▶ _Short task_:
Convert every line of the items below into a numbered list, omitting any blank lines.

----- Records shown

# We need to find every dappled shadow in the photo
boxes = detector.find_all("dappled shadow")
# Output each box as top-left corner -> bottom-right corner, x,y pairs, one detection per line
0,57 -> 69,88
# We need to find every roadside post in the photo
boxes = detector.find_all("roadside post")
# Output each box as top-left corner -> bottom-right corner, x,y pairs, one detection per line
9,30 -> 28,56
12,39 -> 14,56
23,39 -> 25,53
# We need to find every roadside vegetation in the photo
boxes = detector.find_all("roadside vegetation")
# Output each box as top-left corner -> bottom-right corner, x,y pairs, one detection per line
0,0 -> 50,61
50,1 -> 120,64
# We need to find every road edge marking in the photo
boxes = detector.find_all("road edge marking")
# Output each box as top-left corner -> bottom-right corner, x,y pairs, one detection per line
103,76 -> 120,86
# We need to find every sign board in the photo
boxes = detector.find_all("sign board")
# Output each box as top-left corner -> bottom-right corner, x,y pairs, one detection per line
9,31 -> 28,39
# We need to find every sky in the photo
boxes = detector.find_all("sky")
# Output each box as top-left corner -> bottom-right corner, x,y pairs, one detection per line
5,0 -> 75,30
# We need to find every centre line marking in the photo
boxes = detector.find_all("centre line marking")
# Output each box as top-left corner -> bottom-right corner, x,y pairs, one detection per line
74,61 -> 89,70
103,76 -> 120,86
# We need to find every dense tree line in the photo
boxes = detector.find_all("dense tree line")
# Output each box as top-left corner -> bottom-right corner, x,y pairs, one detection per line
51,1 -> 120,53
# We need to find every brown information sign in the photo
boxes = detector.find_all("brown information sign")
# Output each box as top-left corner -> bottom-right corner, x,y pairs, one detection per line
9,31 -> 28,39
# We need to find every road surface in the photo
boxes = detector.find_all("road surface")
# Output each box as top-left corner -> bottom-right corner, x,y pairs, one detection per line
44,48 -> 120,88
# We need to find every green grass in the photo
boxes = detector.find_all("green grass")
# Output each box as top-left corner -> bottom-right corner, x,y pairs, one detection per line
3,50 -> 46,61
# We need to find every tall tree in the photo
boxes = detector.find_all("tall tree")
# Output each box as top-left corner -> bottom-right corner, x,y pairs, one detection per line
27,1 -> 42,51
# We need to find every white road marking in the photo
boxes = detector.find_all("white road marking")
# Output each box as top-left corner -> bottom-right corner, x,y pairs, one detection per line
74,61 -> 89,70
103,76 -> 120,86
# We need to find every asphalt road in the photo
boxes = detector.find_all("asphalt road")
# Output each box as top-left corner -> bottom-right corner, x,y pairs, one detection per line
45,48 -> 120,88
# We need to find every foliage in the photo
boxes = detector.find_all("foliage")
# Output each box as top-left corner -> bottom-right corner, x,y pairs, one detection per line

----------

▶ _Exercise solution_:
1. # We need to find every dappled shadow in the photo
2. boxes = detector.find_all("dappled shadow")
3. # Output each box as top-left corner -> bottom-right corner, x,y pairs, one detection per line
4. 0,57 -> 69,88
5. # We need to find every roadside post in the photo
6. boxes = detector.find_all("roadside post")
7. # Output each box as top-left corner -> bottom-right corner, x,y pairs, one detection per line
8. 9,30 -> 28,56
9. 12,39 -> 14,56
10. 23,39 -> 25,53
11. # We need to find every roadside vegetation in the photo
12. boxes = detector.find_all("roadside vegetation")
13. # Output each box as top-left corner -> bottom-right corner, x,y pairs, one detection per line
14. 0,0 -> 50,61
15. 50,1 -> 120,64
16. # We need to find every road edge marking in the photo
17. boxes = detector.find_all("road edge marking")
18. # Output each box as top-left corner -> bottom-right corner, x,y pairs, one detection per line
19. 103,76 -> 120,86
20. # We need to find every sign board in the photo
21. boxes = detector.find_all("sign board")
22. # Output each box as top-left corner -> bottom-right corner, x,y pairs, one detection per line
23. 9,31 -> 28,39
24. # We need to find every sky in the photo
25. boxes = detector.find_all("sky")
26. # Output each box as top-left corner -> bottom-right corner, x,y pairs, one detection per line
27. 5,0 -> 75,30
28. # We need to find every centre line marking in the photo
29. boxes = detector.find_all("centre line marking")
30. # Output each box as top-left corner -> bottom-right corner, x,y pairs, one detection per line
31. 74,61 -> 89,70
32. 103,76 -> 120,86
33. # We need to find every dense tree line in the photo
34. boxes = detector.find_all("dense tree line")
35. # Output each box as top-left corner -> bottom-right corner, x,y pairs, one detection per line
36. 51,1 -> 120,53
37. # We need to find every brown information sign in the photo
38. boxes = detector.find_all("brown information sign")
39. # Output each box as top-left corner -> bottom-right corner, x,y pairs, one detection per line
40. 9,31 -> 28,39
41. # We need to find every road surface in the photo
42. boxes = detector.find_all("road surface")
43. # Output each box as top-left corner -> bottom-right corner, x,y pairs, one detection per line
44. 44,48 -> 120,88
45. # We need to find every green grass in the photo
46. boxes = detector.find_all("green grass")
47. # Output each box as top-left corner -> bottom-right corner, x,y pairs, one detection per line
48. 3,50 -> 46,61
49. # We need to find every tall tree in the photo
50. boxes = detector.find_all("tall tree")
51. # Output each box as top-left corner -> bottom-right corner, x,y pairs, one detection per line
52. 27,1 -> 42,51
53. # We need to find every white road marking in the photo
54. boxes = detector.find_all("white road marking")
55. # Output each box as top-left corner -> bottom-right corner, x,y pairs, one detection per line
56. 74,61 -> 89,70
57. 103,76 -> 120,86
58. # We need to find every asphalt road in the photo
59. boxes = detector.find_all("asphalt road")
60. # Output each box as top-left corner -> bottom-right corner, x,y pairs, one detection per line
61. 45,48 -> 120,88
62. # We need to find every foliage in the photo
63. boxes = detector.find_all("foliage")
64. # Output each box as top-left corner -> bottom-right corner, x,y pairs, one detection per line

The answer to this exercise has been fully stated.